Updated xgboost user guide (#2872)

nvidianz · chesterxgchen · web-flow · commit 2bb6e27937e2 · 2024-08-28T17:21:51.000-07:00
* Updated xgboost user guide

* Pinged the xgboost releaas to a specific version

---------

Co-authored-by: Chester Chen &lt;512707+chesterxgchen@users.noreply.github.com&gt;
diff --git a/docs/user_guide/federated_xgboost/secure_xgboost_user_guide.rst b/docs/user_guide/federated_xgboost/secure_xgboost_user_guide.rst
@@ -13,12 +13,13 @@ NVFlare supports federated training with XGBoost. It provides the following adva
 
 It supports federated training in the following 4 modes:
 
-1. **horizontal(h)**: Row split without encryption
-2. **vertical(v)**: Column split without encryption
-3. **horizontal_secure(hs)**: Row split with HE (Requires at least 3 clients. With 2 clients, the other client's histogram can be deduced.)
-4. **vertical_secure(vs)**: Column split with HE
+1. Row split without encryption
+2. Column split without encryption
+3. Row split with HE (Requires at least 3 clients. With 2 clients, the other client's histogram can be deduced.)
+4. Column split with HE
 
-When running with NVFlare, all the GRPC connections in XGBoost are local and the messages are forwarded to other clients through NVFlare's CellNet communication. The local GRPC ports are selected automatically by NVFlare.

━━━━━━━━━━━━━━━━━━━━━━━━━━━━━━

▸ **Task to complete**: Restate the paragraph in the commit diff that begins "When running with NVFlare" as a brief bulleted list that keeps its main facts. The listing after this point is separate material with no connection to the commit diff.

━━━━━━━━━━━━━━━━━━━━━━━━━━━━━━

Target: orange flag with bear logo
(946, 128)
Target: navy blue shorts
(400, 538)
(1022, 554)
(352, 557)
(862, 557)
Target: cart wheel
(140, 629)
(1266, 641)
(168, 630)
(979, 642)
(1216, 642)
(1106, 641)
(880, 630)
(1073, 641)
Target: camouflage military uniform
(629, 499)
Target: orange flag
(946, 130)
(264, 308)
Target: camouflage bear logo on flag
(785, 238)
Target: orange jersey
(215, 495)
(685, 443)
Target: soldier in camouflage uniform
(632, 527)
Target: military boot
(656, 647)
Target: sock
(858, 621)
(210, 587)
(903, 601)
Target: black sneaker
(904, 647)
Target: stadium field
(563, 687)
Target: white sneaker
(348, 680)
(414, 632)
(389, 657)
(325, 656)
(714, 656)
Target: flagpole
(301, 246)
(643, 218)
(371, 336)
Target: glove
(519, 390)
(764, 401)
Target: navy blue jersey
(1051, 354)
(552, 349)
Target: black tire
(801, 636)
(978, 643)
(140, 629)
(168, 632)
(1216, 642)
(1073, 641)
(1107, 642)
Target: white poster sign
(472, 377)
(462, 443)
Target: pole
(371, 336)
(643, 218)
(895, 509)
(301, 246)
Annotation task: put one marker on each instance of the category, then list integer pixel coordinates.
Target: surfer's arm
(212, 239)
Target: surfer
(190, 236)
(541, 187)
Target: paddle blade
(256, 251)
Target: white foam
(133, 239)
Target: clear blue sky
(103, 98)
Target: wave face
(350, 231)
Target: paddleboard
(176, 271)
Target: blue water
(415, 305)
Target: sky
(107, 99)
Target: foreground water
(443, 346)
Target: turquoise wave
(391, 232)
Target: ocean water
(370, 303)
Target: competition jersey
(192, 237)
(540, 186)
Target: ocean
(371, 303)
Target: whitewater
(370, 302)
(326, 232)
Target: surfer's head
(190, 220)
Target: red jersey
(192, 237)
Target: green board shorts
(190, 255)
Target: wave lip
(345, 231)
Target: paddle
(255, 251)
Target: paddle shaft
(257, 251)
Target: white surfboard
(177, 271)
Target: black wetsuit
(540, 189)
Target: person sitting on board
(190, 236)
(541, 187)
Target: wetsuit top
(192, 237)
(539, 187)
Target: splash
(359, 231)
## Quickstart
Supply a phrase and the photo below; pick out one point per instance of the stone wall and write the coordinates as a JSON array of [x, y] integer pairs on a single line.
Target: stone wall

━━━━━━━━━━━━━━━━━━━━━━━━━━━━━━

▸ **Response to the exercise**:
- With NVFlare, all GRPC connections in XGBoost are local.
- Messages go to other clients through NVFlare's CellNet communication.
- NVFlare selects the local GRPC ports automatically.